- EXERCISE
What you give back must match the data below character for character.

- DATA IN THIS EXERCISE
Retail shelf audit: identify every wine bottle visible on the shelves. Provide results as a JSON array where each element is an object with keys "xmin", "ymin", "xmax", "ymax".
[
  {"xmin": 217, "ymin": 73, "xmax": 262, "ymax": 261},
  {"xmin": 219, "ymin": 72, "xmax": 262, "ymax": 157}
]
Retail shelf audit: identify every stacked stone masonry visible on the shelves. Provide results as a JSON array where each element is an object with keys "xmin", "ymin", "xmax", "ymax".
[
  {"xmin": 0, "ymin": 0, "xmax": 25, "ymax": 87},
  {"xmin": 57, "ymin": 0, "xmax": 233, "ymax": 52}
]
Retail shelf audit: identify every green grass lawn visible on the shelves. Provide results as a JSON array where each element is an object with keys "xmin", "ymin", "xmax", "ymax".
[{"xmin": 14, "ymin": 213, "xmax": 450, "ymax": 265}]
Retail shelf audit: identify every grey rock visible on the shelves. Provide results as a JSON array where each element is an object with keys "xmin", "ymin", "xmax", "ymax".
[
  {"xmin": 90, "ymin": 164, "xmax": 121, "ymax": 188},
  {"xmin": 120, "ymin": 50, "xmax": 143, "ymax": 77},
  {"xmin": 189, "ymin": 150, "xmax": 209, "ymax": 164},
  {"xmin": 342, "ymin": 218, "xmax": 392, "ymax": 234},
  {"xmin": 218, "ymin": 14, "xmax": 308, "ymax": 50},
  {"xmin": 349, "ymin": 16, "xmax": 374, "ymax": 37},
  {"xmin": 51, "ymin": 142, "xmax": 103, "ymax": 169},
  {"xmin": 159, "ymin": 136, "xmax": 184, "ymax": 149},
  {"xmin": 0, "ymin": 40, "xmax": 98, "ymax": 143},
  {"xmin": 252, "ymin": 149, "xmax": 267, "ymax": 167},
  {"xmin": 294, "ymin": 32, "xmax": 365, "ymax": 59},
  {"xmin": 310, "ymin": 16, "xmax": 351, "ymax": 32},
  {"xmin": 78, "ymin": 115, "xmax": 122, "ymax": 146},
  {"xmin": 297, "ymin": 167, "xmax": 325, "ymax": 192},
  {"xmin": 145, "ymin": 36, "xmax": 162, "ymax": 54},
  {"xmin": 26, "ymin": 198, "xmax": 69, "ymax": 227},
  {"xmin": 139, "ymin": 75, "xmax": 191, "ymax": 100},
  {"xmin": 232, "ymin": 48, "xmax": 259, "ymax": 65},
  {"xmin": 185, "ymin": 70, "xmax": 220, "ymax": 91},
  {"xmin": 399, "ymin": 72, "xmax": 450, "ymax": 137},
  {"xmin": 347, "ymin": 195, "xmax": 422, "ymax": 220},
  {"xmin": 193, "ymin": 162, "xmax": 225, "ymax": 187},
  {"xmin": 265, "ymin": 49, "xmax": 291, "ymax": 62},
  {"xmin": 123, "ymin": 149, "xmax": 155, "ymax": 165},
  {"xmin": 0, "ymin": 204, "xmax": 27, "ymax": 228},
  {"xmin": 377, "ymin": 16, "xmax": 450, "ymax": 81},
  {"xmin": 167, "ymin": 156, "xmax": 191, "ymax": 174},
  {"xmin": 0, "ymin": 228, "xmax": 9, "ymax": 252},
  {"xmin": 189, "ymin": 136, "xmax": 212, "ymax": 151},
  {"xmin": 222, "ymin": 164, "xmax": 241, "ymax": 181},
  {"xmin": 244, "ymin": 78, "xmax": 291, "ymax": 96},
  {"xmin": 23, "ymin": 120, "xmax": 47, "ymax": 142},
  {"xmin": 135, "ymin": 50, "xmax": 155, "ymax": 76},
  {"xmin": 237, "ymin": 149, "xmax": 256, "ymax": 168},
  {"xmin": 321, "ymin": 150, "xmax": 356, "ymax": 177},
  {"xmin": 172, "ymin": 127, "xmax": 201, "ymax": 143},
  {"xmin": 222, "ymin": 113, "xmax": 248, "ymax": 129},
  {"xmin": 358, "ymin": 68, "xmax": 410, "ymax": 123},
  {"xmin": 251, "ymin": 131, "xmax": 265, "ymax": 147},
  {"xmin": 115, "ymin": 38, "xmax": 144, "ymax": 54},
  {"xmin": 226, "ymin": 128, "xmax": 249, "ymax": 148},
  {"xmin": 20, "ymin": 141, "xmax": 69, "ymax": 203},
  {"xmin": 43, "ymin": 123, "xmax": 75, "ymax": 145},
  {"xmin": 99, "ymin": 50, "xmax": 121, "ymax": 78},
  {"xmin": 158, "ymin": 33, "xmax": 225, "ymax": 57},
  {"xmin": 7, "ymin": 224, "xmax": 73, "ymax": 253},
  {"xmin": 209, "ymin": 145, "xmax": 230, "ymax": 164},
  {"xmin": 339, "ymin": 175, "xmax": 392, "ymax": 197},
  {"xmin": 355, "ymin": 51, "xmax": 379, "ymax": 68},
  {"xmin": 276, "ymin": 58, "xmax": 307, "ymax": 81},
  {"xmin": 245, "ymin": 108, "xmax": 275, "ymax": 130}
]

- RESULT OF THIS TASK
Retail shelf audit: identify every wine bottle visible on the shelves. Provide results as a JSON array where each element is an object with keys "xmin", "ymin", "xmax", "ymax".
[
  {"xmin": 217, "ymin": 73, "xmax": 262, "ymax": 261},
  {"xmin": 219, "ymin": 72, "xmax": 262, "ymax": 157}
]
Retail shelf audit: identify every stacked stone masonry visible on the shelves. Provide results as a JSON array where each element is an object with keys "xmin", "ymin", "xmax", "ymax".
[
  {"xmin": 0, "ymin": 0, "xmax": 25, "ymax": 87},
  {"xmin": 57, "ymin": 0, "xmax": 233, "ymax": 52}
]
Retail shelf audit: identify every green grass lawn visible on the shelves. Provide results as a JSON array where each element is an object with keys "xmin", "ymin", "xmax", "ymax".
[{"xmin": 14, "ymin": 213, "xmax": 450, "ymax": 265}]
Retail shelf audit: identify every grey rock visible on the shelves. Provide results as a JSON array where each element is an object with keys "xmin", "ymin", "xmax", "ymax".
[
  {"xmin": 90, "ymin": 164, "xmax": 121, "ymax": 188},
  {"xmin": 120, "ymin": 50, "xmax": 143, "ymax": 77},
  {"xmin": 189, "ymin": 150, "xmax": 209, "ymax": 164},
  {"xmin": 342, "ymin": 218, "xmax": 392, "ymax": 234},
  {"xmin": 218, "ymin": 14, "xmax": 308, "ymax": 50},
  {"xmin": 349, "ymin": 16, "xmax": 374, "ymax": 37},
  {"xmin": 51, "ymin": 142, "xmax": 103, "ymax": 169},
  {"xmin": 159, "ymin": 136, "xmax": 184, "ymax": 149},
  {"xmin": 0, "ymin": 40, "xmax": 98, "ymax": 143},
  {"xmin": 252, "ymin": 149, "xmax": 267, "ymax": 167},
  {"xmin": 294, "ymin": 32, "xmax": 365, "ymax": 59},
  {"xmin": 310, "ymin": 16, "xmax": 351, "ymax": 32},
  {"xmin": 78, "ymin": 115, "xmax": 122, "ymax": 146},
  {"xmin": 297, "ymin": 167, "xmax": 325, "ymax": 192},
  {"xmin": 145, "ymin": 36, "xmax": 162, "ymax": 54},
  {"xmin": 26, "ymin": 198, "xmax": 69, "ymax": 227},
  {"xmin": 139, "ymin": 75, "xmax": 191, "ymax": 100},
  {"xmin": 232, "ymin": 48, "xmax": 259, "ymax": 65},
  {"xmin": 185, "ymin": 70, "xmax": 220, "ymax": 91},
  {"xmin": 399, "ymin": 72, "xmax": 450, "ymax": 137},
  {"xmin": 347, "ymin": 195, "xmax": 422, "ymax": 220},
  {"xmin": 193, "ymin": 162, "xmax": 225, "ymax": 187},
  {"xmin": 265, "ymin": 49, "xmax": 291, "ymax": 62},
  {"xmin": 123, "ymin": 149, "xmax": 155, "ymax": 165},
  {"xmin": 0, "ymin": 204, "xmax": 27, "ymax": 228},
  {"xmin": 377, "ymin": 16, "xmax": 450, "ymax": 81},
  {"xmin": 167, "ymin": 156, "xmax": 191, "ymax": 174},
  {"xmin": 0, "ymin": 228, "xmax": 9, "ymax": 252},
  {"xmin": 189, "ymin": 136, "xmax": 212, "ymax": 151},
  {"xmin": 222, "ymin": 164, "xmax": 241, "ymax": 181},
  {"xmin": 244, "ymin": 78, "xmax": 291, "ymax": 96},
  {"xmin": 23, "ymin": 120, "xmax": 47, "ymax": 142},
  {"xmin": 135, "ymin": 50, "xmax": 155, "ymax": 76},
  {"xmin": 237, "ymin": 149, "xmax": 256, "ymax": 168},
  {"xmin": 321, "ymin": 150, "xmax": 356, "ymax": 177},
  {"xmin": 172, "ymin": 127, "xmax": 201, "ymax": 143},
  {"xmin": 222, "ymin": 113, "xmax": 248, "ymax": 129},
  {"xmin": 358, "ymin": 68, "xmax": 410, "ymax": 123},
  {"xmin": 251, "ymin": 131, "xmax": 265, "ymax": 147},
  {"xmin": 115, "ymin": 38, "xmax": 144, "ymax": 54},
  {"xmin": 226, "ymin": 128, "xmax": 249, "ymax": 148},
  {"xmin": 20, "ymin": 141, "xmax": 69, "ymax": 203},
  {"xmin": 43, "ymin": 123, "xmax": 75, "ymax": 145},
  {"xmin": 99, "ymin": 50, "xmax": 121, "ymax": 78},
  {"xmin": 158, "ymin": 33, "xmax": 225, "ymax": 57},
  {"xmin": 7, "ymin": 224, "xmax": 73, "ymax": 253},
  {"xmin": 209, "ymin": 145, "xmax": 230, "ymax": 164},
  {"xmin": 339, "ymin": 175, "xmax": 392, "ymax": 197},
  {"xmin": 355, "ymin": 51, "xmax": 379, "ymax": 68},
  {"xmin": 276, "ymin": 58, "xmax": 307, "ymax": 81},
  {"xmin": 245, "ymin": 108, "xmax": 275, "ymax": 130}
]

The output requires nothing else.